Exercise aim: Transcribe the material in full, exactly as written.

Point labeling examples
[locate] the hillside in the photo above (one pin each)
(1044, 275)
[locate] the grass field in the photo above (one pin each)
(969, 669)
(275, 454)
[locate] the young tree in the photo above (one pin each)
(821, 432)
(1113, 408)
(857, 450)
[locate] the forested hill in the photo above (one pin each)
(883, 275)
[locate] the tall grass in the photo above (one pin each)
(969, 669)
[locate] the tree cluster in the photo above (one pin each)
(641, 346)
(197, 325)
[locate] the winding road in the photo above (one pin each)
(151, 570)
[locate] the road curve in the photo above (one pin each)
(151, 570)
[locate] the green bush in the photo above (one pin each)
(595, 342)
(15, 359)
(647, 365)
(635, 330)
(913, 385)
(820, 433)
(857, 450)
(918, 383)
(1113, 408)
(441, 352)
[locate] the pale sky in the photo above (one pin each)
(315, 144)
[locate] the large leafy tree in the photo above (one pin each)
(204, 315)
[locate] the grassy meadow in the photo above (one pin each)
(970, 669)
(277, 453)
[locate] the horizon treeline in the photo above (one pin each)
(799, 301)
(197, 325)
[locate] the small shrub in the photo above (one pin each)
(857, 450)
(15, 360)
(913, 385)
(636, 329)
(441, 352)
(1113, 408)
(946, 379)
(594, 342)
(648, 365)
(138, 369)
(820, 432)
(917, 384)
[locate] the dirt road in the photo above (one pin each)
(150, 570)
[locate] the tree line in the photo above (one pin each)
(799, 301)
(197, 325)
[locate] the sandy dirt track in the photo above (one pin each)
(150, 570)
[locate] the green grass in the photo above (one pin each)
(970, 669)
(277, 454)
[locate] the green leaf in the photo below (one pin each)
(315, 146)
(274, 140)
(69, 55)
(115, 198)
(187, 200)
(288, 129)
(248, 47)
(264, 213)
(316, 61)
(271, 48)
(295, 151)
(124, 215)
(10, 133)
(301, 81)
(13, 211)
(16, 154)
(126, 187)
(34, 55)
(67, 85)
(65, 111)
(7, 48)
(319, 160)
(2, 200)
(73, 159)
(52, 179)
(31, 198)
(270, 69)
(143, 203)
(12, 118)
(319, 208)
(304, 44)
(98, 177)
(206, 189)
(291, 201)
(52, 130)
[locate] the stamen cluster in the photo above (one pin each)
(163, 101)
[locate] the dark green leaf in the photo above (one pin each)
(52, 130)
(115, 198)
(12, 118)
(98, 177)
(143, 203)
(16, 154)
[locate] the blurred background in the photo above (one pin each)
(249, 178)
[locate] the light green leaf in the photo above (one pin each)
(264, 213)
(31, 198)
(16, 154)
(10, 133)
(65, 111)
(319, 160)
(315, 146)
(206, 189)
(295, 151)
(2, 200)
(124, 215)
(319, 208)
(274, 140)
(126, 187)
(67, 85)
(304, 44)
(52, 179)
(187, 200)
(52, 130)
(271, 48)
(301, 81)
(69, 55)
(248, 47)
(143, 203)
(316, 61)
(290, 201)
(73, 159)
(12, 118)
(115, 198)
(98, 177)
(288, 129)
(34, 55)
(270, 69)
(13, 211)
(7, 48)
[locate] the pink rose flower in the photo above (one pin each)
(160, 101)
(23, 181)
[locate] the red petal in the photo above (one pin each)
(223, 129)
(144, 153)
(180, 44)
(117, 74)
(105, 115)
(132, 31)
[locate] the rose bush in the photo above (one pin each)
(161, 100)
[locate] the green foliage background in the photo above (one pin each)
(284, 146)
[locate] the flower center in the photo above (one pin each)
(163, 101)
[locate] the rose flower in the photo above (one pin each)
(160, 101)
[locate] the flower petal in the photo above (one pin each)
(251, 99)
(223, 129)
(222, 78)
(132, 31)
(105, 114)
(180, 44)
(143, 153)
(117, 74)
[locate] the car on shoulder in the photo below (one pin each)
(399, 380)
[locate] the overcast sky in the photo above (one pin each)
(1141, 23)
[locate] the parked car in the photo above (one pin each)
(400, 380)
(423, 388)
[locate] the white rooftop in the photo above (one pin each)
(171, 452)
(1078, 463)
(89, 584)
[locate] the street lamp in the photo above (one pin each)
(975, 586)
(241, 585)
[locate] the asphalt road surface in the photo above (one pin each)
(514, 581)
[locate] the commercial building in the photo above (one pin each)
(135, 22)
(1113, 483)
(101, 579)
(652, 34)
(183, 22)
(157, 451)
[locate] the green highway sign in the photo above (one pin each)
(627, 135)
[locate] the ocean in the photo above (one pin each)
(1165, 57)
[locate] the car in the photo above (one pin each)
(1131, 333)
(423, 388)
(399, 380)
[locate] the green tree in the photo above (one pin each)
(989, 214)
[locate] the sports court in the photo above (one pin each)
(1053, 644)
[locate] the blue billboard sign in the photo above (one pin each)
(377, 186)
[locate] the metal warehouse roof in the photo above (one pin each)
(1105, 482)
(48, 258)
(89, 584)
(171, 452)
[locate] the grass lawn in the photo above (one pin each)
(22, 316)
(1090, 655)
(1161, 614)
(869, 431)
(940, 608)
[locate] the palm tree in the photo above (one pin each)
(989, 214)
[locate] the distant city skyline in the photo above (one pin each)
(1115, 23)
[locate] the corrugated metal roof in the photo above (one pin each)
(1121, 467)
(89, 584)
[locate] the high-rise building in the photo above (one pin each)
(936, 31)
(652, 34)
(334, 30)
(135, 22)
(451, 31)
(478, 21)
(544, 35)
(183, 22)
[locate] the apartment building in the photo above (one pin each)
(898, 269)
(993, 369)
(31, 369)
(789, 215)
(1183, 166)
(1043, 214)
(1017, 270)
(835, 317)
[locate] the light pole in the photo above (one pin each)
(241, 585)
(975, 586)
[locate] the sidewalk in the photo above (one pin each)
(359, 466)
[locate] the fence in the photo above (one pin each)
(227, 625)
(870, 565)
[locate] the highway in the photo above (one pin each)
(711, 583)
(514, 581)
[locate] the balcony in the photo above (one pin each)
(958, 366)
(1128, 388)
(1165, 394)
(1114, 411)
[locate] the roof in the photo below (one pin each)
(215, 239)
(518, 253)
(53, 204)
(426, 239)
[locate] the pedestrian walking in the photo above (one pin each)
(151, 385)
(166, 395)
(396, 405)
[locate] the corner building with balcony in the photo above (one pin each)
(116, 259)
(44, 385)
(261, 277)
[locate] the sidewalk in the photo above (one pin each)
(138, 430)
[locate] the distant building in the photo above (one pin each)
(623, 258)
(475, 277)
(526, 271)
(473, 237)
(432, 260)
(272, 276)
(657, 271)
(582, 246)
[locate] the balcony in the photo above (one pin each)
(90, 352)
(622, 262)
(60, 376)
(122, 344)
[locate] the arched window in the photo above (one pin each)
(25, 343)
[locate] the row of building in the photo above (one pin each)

Solution for this problem:
[locate] the hillside in the photo above (one pin each)
(1044, 275)
[locate] the grass field in the photo above (one pin each)
(969, 669)
(275, 454)
[locate] the young tree in the photo above (one pin each)
(821, 432)
(1113, 408)
(857, 450)
[locate] the forested hill in the photo above (one pin each)
(883, 275)
[locate] the tall grass in the photo above (one pin each)
(969, 669)
[locate] the tree cluster in the photo above (one pin each)
(641, 346)
(197, 325)
[locate] the winding road in the photo above (one pin each)
(151, 570)
[locate] the road curve in the photo above (one pin each)
(151, 570)
[locate] the green bush in the photo above (one pin each)
(595, 342)
(15, 359)
(647, 365)
(635, 330)
(913, 385)
(820, 433)
(857, 450)
(918, 383)
(1113, 408)
(441, 352)
[locate] the pale sky in the photo above (one pin each)
(315, 144)
[locate] the large leafy tree in the photo above (one pin each)
(204, 315)
[locate] the grassy meadow in the photo above (one pin each)
(970, 669)
(277, 453)
[locate] the horizon treeline in the photo above (one pin each)
(799, 301)
(197, 325)
[locate] the small shrub in the photo above (one pin each)
(857, 450)
(15, 360)
(913, 385)
(636, 329)
(441, 352)
(1113, 408)
(946, 379)
(594, 342)
(648, 365)
(138, 369)
(820, 432)
(917, 384)
[locate] the dirt road in the photo above (one pin each)
(150, 570)
[locate] the tree line in the photo above (one pin each)
(799, 301)
(197, 325)
[locate] the sandy dirt track in the photo above (one pin each)
(150, 570)
[locate] the green grass in the photo above (one pin each)
(970, 669)
(277, 454)
[locate] the green leaf in the photo below (one pin each)
(315, 146)
(274, 140)
(69, 55)
(115, 198)
(187, 200)
(288, 129)
(248, 47)
(264, 213)
(316, 61)
(271, 48)
(295, 151)
(124, 215)
(10, 133)
(301, 81)
(13, 211)
(16, 154)
(126, 187)
(34, 55)
(67, 85)
(65, 111)
(7, 48)
(319, 160)
(2, 200)
(73, 159)
(52, 179)
(31, 198)
(270, 69)
(143, 203)
(12, 118)
(319, 208)
(304, 44)
(98, 177)
(206, 189)
(291, 201)
(52, 130)
[locate] the stamen cluster in the photo above (one pin each)
(163, 101)
[locate] the dark green leaf in the photo above (one pin each)
(52, 130)
(115, 198)
(12, 118)
(98, 177)
(143, 203)
(16, 154)
[locate] the blurred background in the photo above (one pin each)
(249, 178)
[locate] the light green leaf in the photo above (one pin each)
(264, 213)
(31, 198)
(16, 154)
(10, 133)
(65, 111)
(319, 160)
(315, 146)
(206, 189)
(295, 151)
(2, 200)
(124, 215)
(319, 208)
(274, 140)
(126, 187)
(67, 85)
(304, 44)
(52, 179)
(187, 200)
(52, 130)
(271, 48)
(301, 81)
(69, 55)
(248, 47)
(143, 203)
(316, 61)
(290, 201)
(73, 159)
(12, 118)
(115, 198)
(98, 177)
(288, 129)
(34, 55)
(270, 69)
(13, 211)
(7, 48)
[locate] the pink rose flower in the photo above (one pin each)
(160, 101)
(23, 181)
[locate] the red petal in the photo above (one pin each)
(223, 129)
(144, 153)
(180, 44)
(117, 74)
(105, 115)
(132, 31)
[locate] the rose bush in the photo above (one pin each)
(161, 100)
[locate] the green foliage background in the photo above (one pin each)
(284, 146)
[locate] the flower center in the photo above (one pin each)
(163, 101)
[locate] the rose flower in the photo above (one pin each)
(160, 101)
[locate] the flower petal in the photo above (one pin each)
(251, 99)
(223, 129)
(222, 78)
(132, 31)
(105, 114)
(180, 44)
(143, 153)
(117, 74)
[locate] the car on shoulder in the photo below (one pin each)
(399, 380)
[locate] the overcast sky in the photo above (one pin each)
(1141, 23)
[locate] the parked car in the photo above (one pin each)
(400, 380)
(423, 388)
[locate] the white rooftop in the photo above (one pin each)
(171, 452)
(1078, 463)
(89, 584)
[locate] the street lamp in the photo above (one pin each)
(975, 586)
(241, 585)
[locate] the asphalt road surface in the photo above (one pin each)
(514, 581)
[locate] the commercial building in the photo above (one pin each)
(135, 22)
(1113, 483)
(101, 579)
(652, 34)
(183, 22)
(157, 451)
[locate] the green highway sign in the photo above (one pin each)
(627, 135)
[locate] the ocean in the photo above (one pin each)
(1165, 57)
[locate] the car in the photo above (one pin each)
(1131, 333)
(423, 388)
(399, 380)
[locate] the green tree in the photo above (one pin each)
(989, 214)
[locate] the sports court in the photo above (one pin each)
(1053, 644)
[locate] the blue billboard sign in the photo above (one pin each)
(377, 186)
[locate] the metal warehouse roof in the photo above (one pin each)
(1105, 482)
(48, 258)
(89, 584)
(171, 452)
[locate] the grass lawn in the photo above (one pin each)
(22, 316)
(1090, 655)
(1161, 614)
(869, 431)
(940, 608)
[locate] the palm tree in the photo above (one pin each)
(989, 214)
[locate] the distant city skyline in the photo above (one pin each)
(1115, 23)
[locate] the corrugated metal roof in the photo above (one pin each)
(1121, 467)
(89, 584)
[locate] the high-rise building in the photo above (one pin each)
(936, 31)
(652, 34)
(334, 30)
(135, 22)
(451, 31)
(478, 21)
(544, 35)
(183, 22)
[locate] the apartment building in the photo above (one pin each)
(898, 269)
(993, 369)
(31, 369)
(789, 215)
(1183, 166)
(1043, 214)
(1017, 270)
(835, 317)
[locate] the light pole in the photo above (one pin each)
(241, 585)
(975, 586)
[locate] the sidewalk in the photo above (one pin each)
(359, 466)
[locate] the fence in the photo above (one pin each)
(227, 625)
(870, 565)
[locate] the highway in the photo above (one pin each)
(711, 583)
(514, 581)
[locate] the balcony in the photo above (one pin each)
(958, 366)
(1128, 388)
(1165, 394)
(1114, 411)
[locate] the roof in the photo below (one pin each)
(215, 239)
(518, 253)
(53, 204)
(426, 239)
[locate] the pedestrian walking in the photo above (one pin each)
(151, 385)
(166, 395)
(396, 405)
[locate] the corner building with balcony in the photo above (one pin each)
(116, 259)
(44, 385)
(261, 277)
[locate] the sidewalk in the photo above (one pin each)
(138, 430)
[locate] the distant building in the photo above (one pin each)
(623, 258)
(475, 277)
(526, 271)
(473, 237)
(432, 260)
(272, 276)
(657, 271)
(582, 246)
[locate] the balcony in the photo above (one pin each)
(90, 352)
(622, 262)
(60, 376)
(122, 344)
[locate] the arched window in the photo above (one pin each)
(25, 343)
[locate] the row of building in the photo above (one pin each)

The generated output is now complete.